• [Tâche à réaliser]
Listez, en les recopiant, toutes les lignes du matériau ci-dessous qui contiennent le mot « fork ».

[Données extraites d'une collection]
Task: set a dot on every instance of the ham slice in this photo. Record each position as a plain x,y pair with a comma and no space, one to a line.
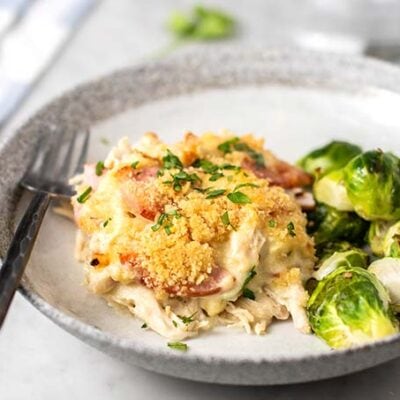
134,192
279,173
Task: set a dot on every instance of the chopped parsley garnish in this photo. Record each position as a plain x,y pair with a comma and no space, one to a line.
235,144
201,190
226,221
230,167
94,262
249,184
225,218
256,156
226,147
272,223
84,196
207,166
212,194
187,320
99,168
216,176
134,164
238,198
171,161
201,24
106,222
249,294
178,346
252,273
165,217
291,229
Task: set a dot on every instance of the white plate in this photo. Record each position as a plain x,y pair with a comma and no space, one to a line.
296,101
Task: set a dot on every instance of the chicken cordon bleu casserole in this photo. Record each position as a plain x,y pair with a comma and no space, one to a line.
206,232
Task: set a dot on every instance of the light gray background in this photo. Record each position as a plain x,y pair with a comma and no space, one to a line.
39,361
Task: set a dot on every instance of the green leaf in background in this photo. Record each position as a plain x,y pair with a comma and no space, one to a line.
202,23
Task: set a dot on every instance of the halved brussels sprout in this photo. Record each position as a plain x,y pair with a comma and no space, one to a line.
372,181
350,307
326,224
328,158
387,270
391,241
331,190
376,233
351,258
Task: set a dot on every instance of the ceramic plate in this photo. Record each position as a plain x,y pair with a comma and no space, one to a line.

---

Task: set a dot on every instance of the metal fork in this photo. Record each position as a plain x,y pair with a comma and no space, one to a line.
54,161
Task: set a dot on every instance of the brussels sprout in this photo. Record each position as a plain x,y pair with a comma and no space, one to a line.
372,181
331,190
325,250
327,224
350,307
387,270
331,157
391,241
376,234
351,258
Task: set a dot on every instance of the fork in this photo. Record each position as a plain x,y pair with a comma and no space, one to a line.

• [Tâche réalisée]
Task: set a dot on every instance of the metal fork in this photo. Record each position as a plain x,y pair with a comma and no space, one to a line.
Task: set a dot on every instance of the fork in this photo. Record each position as a plain x,y pair with a comma and no space, one to a line.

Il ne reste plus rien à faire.